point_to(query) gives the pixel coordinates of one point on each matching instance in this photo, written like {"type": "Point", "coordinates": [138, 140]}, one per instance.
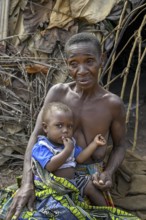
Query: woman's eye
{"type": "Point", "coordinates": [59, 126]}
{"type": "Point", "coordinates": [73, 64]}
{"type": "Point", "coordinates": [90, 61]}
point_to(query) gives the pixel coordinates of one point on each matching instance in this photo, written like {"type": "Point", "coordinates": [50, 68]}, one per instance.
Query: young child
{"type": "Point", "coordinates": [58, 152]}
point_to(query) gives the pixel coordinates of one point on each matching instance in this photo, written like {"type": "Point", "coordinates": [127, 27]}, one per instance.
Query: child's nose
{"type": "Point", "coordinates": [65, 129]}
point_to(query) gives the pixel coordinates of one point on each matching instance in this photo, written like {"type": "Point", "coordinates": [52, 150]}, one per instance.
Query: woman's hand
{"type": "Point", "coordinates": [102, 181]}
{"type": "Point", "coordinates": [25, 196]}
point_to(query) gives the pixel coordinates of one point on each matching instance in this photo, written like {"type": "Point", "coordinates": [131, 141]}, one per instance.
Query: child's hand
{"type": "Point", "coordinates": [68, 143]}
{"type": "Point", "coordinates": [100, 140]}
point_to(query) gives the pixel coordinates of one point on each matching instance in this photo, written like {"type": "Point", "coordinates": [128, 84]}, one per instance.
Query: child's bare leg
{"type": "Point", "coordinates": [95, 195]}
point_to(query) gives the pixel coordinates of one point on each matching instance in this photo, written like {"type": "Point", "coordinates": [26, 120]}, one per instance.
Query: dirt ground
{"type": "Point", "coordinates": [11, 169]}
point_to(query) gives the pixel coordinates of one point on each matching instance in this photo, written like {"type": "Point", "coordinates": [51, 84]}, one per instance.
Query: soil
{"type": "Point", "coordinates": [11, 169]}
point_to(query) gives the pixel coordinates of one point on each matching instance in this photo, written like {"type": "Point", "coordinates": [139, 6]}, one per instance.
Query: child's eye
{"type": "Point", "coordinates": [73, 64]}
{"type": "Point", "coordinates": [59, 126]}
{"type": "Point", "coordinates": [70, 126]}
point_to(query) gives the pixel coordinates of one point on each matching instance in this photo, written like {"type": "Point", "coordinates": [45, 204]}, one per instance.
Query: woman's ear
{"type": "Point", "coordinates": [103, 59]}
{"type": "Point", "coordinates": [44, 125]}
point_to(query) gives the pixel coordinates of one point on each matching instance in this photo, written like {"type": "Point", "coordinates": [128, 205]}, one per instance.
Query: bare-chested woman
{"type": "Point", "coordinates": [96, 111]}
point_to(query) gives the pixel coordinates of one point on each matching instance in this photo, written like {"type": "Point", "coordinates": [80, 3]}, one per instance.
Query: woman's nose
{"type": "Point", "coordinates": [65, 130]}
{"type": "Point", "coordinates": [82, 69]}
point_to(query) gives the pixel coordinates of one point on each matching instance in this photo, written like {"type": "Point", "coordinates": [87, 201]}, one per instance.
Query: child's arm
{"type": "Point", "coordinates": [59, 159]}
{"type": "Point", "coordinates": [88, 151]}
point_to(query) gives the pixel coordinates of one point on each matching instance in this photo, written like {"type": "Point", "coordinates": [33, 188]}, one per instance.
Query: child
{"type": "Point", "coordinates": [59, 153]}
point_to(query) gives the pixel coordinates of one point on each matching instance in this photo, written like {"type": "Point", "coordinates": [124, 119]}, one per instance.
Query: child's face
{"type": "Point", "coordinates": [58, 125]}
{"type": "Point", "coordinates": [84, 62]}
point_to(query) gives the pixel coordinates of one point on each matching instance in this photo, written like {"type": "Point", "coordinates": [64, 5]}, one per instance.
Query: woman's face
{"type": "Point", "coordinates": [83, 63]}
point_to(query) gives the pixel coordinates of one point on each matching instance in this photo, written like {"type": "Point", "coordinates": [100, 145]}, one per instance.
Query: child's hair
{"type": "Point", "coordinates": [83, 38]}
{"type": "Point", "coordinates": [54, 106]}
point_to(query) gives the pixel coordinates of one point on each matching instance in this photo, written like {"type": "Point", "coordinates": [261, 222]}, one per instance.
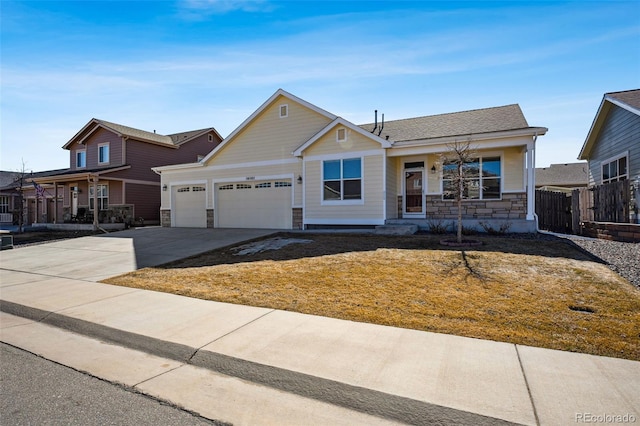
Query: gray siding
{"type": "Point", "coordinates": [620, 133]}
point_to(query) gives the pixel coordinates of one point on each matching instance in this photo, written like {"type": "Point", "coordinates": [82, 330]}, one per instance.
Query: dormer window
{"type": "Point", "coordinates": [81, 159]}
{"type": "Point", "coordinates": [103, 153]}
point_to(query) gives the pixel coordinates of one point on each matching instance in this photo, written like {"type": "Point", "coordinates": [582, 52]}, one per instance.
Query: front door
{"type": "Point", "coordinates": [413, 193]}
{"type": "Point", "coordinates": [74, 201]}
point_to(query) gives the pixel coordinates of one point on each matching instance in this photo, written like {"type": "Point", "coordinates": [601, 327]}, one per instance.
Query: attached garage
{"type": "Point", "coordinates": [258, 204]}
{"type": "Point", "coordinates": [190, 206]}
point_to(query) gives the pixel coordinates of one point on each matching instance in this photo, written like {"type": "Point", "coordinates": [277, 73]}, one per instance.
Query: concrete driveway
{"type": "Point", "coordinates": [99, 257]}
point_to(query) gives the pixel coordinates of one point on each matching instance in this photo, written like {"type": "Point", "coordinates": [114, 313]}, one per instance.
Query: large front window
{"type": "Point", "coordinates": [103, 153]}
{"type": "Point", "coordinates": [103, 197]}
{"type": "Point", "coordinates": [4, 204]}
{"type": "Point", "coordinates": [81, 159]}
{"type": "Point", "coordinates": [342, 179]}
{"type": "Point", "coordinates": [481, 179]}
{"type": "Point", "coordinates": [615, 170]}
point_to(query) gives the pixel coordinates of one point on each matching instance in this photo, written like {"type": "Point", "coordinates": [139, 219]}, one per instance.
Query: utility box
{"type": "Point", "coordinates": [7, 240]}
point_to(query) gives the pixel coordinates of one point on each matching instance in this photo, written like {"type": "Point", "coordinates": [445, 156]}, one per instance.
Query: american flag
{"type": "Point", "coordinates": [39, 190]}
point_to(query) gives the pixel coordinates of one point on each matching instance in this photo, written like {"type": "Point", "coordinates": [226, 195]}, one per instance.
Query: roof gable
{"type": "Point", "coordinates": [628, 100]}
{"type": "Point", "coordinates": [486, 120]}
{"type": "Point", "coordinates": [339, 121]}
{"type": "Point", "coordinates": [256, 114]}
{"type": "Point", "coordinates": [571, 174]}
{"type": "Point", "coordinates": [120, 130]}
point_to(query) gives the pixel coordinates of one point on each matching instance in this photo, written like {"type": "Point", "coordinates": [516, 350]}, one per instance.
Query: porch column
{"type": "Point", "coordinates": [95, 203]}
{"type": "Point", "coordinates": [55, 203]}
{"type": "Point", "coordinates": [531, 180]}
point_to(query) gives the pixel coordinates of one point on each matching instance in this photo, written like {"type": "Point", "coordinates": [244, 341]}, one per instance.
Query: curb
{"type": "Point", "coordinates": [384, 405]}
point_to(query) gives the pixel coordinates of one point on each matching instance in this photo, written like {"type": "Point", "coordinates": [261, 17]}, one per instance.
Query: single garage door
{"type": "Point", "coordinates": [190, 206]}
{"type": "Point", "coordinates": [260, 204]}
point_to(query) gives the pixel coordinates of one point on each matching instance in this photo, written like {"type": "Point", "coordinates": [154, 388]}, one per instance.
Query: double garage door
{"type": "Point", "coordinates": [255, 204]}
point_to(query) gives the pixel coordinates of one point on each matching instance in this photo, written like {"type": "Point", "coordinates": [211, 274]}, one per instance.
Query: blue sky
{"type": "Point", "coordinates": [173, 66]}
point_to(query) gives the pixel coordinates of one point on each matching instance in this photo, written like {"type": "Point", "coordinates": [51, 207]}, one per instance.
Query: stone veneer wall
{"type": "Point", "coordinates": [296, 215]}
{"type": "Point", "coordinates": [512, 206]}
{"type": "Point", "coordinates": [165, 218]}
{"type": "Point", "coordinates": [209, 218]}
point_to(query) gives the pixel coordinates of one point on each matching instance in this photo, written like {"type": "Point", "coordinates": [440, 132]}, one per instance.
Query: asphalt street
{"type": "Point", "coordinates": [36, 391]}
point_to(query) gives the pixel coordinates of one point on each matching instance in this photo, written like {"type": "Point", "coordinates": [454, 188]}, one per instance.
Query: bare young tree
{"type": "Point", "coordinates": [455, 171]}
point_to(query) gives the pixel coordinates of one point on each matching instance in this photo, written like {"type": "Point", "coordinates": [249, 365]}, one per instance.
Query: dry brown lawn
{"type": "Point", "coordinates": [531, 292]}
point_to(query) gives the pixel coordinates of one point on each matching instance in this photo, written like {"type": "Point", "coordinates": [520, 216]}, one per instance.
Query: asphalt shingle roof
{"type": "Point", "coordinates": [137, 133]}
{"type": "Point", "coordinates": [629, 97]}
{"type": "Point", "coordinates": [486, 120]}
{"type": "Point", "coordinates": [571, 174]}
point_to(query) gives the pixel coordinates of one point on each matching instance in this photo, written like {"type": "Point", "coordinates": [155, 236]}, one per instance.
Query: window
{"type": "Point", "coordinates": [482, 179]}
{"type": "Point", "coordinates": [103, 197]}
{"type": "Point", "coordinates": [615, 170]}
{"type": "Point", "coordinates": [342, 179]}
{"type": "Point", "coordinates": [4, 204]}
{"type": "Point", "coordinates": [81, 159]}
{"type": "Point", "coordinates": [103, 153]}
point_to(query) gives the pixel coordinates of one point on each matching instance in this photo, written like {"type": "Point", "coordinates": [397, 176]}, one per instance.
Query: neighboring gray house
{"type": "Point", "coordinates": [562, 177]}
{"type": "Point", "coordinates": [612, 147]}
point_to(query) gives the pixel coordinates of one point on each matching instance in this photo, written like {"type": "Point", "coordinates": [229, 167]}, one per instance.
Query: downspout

--------------------------------

Give only the number of lines in the records that contain the string "woman". Count a match only when its case is the same.

6